------ Entries supplied

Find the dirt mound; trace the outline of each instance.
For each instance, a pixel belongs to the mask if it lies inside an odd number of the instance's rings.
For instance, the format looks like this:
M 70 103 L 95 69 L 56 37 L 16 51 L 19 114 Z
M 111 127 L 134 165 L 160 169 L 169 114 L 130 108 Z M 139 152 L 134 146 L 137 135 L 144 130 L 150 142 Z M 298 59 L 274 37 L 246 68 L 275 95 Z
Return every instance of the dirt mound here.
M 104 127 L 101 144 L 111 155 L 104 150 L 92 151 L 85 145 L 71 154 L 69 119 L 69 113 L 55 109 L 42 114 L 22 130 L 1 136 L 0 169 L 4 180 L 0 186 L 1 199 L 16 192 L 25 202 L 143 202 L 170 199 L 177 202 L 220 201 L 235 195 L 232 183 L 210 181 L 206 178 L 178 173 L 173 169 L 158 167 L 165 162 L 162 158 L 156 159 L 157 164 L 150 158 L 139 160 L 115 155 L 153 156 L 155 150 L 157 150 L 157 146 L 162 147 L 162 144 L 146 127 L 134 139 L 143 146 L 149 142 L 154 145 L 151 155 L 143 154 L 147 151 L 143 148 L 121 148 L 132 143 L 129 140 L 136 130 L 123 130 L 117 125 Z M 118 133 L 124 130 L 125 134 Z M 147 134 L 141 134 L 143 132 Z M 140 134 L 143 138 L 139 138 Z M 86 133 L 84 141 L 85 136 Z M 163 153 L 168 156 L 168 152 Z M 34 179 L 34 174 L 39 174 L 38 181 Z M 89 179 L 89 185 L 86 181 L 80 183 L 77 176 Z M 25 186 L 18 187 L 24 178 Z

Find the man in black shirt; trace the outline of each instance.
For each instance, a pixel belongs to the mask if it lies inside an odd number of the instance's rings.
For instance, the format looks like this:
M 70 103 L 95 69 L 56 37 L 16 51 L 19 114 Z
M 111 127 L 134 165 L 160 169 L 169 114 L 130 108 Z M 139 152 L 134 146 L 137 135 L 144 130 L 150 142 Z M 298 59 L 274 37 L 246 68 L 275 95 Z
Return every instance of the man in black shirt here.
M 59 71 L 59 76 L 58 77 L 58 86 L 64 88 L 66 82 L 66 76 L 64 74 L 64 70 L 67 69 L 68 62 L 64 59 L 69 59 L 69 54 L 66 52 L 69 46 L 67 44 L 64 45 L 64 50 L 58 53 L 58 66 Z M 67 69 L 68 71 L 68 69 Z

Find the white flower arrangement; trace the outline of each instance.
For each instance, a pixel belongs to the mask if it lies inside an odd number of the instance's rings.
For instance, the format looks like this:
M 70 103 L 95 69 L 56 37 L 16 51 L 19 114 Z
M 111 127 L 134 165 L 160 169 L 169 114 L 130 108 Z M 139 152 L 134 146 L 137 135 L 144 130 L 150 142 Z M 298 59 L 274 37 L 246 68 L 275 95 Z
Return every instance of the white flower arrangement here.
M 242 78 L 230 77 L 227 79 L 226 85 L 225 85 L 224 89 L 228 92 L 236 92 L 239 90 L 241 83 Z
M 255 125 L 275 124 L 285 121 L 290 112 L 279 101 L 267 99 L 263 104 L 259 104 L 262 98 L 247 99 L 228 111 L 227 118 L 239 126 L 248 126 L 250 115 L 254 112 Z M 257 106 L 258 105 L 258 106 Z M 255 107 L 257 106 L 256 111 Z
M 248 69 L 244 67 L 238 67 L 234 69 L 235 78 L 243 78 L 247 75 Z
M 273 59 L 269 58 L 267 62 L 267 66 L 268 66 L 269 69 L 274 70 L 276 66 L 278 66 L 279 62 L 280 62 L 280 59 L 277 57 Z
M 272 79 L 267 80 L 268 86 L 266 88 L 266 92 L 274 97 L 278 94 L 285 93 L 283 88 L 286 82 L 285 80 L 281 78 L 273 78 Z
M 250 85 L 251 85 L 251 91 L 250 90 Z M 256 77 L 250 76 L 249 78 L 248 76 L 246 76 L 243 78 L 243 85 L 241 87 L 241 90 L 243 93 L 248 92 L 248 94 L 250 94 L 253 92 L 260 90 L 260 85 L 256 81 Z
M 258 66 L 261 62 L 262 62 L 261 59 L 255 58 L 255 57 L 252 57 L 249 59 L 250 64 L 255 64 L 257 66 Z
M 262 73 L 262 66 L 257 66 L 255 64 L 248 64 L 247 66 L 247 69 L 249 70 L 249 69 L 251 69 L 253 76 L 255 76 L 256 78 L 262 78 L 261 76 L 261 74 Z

------------

Quote the data above word for word, from its first line through the line containing "Return every instance of the dirt mound here.", with both ends included.

Find the dirt mound; trace the outline of each instance.
For each instance, a pixel belongs to the mask if it lies inside an odd number of the instance's rings.
For instance, the format looks like this:
M 70 103 L 95 69 L 56 37 L 16 51 L 19 114 Z
M 111 127 L 134 165 L 160 169 L 169 114 L 130 108 Z M 139 152 L 134 146 L 137 135 L 144 130 L 150 142 Z M 298 59 L 274 37 L 246 68 L 275 95 Z
Return every instance of the dirt mound here.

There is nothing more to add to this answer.